----- LISTED RECORDS

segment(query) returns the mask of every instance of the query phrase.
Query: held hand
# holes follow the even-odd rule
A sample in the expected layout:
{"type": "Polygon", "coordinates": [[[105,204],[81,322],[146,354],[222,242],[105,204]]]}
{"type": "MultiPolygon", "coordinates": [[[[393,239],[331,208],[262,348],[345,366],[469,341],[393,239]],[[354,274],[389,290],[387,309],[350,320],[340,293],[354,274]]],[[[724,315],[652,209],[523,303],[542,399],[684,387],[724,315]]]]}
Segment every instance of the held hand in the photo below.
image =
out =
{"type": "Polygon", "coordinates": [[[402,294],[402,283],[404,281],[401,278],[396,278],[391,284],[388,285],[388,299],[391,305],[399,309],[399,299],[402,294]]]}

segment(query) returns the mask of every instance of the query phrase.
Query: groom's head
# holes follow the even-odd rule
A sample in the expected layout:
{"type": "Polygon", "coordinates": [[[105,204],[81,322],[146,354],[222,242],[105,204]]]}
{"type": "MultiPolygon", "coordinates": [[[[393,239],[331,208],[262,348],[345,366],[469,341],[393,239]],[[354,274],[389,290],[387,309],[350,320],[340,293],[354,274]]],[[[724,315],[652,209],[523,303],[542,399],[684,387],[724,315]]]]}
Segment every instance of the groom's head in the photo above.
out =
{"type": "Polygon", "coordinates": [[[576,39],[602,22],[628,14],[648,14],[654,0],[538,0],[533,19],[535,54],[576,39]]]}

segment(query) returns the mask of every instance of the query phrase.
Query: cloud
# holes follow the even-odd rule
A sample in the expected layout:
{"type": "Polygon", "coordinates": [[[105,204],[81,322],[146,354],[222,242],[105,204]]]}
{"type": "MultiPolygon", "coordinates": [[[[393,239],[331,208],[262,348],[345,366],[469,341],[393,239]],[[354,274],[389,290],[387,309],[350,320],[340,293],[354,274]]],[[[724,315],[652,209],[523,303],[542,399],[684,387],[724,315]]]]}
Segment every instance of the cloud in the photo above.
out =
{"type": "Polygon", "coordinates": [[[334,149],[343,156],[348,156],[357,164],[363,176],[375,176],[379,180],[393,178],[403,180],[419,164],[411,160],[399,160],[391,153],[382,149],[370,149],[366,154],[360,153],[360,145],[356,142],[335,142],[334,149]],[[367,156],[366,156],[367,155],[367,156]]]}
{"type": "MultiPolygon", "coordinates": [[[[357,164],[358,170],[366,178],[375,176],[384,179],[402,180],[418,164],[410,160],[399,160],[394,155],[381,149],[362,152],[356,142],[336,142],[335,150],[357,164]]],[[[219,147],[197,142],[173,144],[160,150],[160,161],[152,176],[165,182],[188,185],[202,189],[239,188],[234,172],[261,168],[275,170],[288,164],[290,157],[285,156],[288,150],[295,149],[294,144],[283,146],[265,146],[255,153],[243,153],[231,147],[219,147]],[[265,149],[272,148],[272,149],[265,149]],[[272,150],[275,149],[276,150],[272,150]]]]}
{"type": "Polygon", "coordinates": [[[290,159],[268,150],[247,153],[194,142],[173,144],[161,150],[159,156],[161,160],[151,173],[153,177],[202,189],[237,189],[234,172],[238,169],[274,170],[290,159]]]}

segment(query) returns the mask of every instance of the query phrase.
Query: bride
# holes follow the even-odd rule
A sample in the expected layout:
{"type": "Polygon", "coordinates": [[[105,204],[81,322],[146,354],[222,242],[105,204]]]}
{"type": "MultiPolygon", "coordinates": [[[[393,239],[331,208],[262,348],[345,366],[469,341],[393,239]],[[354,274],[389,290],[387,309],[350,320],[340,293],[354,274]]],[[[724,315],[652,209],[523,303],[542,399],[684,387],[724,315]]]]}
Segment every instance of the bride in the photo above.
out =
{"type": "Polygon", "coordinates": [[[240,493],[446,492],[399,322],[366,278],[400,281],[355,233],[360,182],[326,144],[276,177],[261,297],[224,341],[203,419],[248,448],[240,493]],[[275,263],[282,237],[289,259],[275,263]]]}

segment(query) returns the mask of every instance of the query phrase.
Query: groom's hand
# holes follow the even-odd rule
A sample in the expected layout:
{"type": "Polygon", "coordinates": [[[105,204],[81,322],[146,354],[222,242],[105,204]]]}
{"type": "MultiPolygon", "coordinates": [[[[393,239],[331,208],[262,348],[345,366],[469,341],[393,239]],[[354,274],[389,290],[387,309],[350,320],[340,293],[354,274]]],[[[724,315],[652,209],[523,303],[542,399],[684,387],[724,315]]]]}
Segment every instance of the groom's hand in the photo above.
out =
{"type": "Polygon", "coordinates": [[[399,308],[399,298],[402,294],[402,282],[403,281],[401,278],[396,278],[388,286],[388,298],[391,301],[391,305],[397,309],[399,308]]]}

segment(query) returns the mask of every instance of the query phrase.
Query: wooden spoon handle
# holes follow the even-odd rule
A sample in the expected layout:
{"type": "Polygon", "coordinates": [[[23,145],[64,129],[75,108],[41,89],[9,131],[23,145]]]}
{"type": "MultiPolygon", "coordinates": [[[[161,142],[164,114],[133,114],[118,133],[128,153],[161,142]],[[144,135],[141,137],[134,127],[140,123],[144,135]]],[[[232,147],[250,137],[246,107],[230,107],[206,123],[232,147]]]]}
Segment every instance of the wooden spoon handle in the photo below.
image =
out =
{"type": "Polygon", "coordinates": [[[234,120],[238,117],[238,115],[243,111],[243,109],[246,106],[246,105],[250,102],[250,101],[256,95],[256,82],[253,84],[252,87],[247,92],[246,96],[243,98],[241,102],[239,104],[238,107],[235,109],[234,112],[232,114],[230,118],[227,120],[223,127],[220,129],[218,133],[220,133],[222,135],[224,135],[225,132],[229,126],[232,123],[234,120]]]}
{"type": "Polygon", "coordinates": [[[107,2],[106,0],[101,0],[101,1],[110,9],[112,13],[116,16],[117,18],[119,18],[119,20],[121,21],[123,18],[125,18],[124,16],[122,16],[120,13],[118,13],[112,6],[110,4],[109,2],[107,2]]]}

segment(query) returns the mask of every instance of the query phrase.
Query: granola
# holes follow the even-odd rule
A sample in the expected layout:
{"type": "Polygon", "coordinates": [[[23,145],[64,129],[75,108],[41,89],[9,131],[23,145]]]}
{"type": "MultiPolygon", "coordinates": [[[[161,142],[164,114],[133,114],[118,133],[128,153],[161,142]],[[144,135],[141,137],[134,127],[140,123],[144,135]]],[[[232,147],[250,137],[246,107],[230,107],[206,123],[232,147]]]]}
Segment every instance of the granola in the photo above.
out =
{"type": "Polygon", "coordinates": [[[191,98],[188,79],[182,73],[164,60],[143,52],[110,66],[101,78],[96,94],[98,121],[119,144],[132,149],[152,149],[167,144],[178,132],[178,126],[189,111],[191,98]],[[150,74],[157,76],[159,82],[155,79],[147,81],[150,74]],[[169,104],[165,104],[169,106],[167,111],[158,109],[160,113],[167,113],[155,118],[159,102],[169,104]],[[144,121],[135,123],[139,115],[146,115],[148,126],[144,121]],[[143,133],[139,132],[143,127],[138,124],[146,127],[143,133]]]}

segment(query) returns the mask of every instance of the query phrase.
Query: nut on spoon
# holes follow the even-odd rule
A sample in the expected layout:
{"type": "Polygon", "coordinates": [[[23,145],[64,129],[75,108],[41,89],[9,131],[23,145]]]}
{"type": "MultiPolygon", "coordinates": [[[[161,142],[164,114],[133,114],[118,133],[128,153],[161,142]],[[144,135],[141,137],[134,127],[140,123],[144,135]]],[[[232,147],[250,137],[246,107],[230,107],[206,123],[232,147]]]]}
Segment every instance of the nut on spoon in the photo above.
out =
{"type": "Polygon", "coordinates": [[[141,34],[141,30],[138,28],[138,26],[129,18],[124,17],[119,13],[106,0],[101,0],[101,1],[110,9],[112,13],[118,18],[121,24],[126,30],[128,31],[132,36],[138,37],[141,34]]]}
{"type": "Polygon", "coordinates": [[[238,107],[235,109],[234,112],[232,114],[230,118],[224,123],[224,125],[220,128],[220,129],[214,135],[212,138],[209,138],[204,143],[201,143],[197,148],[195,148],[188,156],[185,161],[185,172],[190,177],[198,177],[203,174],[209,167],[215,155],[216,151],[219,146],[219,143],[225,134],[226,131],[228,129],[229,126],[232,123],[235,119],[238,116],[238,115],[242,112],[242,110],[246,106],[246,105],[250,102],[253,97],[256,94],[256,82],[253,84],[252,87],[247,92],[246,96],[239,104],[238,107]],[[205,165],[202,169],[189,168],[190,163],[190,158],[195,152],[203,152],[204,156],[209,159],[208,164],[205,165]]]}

----------

How many lines in the listing contain the word "wooden"? Reply with the number alone.

2